Quote the lines of the records verbatim, beginning at the line that contains "black high-heeled shoe?" and stopping after the line that contains "223), (154, 223)]".

> _Excerpted data_:
········

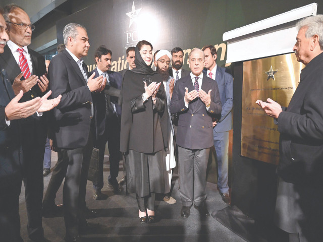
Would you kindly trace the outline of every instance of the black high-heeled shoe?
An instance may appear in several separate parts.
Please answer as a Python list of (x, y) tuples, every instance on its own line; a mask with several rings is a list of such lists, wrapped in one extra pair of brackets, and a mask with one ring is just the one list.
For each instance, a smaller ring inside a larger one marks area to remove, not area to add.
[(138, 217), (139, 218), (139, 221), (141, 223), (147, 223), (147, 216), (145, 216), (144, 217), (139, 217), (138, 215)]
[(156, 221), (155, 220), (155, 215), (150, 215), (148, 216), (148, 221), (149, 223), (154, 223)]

········

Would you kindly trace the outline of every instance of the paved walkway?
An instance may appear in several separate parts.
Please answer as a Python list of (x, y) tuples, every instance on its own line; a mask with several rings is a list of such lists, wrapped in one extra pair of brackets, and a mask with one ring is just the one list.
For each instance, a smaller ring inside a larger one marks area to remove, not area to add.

········

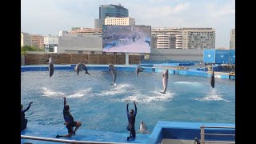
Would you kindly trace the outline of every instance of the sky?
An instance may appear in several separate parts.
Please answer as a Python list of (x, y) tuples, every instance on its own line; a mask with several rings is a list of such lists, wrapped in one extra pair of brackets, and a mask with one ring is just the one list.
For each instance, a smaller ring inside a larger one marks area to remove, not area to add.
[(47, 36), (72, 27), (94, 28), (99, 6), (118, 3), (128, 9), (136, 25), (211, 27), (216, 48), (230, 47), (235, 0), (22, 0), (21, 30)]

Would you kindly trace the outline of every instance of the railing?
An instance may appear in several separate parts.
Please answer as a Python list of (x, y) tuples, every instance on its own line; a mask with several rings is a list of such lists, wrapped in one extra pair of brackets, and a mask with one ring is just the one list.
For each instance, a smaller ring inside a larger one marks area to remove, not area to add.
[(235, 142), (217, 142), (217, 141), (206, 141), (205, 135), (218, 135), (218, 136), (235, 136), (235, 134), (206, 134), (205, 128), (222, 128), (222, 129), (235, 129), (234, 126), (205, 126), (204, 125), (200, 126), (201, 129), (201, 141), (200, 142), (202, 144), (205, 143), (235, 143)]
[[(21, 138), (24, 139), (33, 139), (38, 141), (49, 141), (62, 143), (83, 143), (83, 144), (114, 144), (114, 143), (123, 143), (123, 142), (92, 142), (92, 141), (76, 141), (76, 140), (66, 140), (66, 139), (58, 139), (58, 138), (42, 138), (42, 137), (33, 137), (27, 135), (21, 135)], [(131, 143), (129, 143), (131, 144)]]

········

> _Answer to the task_:
Would you kindly trace the outline of every instance of the black high-heeled shoe?
An instance may appear in several separate parts.
Please answer as a Python list of (x, y) tuples, every instance on its own line; a mask with several rings is a list of such lists, wrapped in one extra pair of brackets, and a mask with one ring is just the one list.
For each instance, a smaller ring inside a larger one marks area to remove, not area to add.
[(138, 217), (139, 218), (139, 221), (141, 223), (147, 223), (147, 216), (145, 216), (144, 217), (139, 217), (138, 215)]
[(156, 221), (155, 220), (155, 215), (150, 215), (148, 216), (148, 221), (149, 223), (154, 223)]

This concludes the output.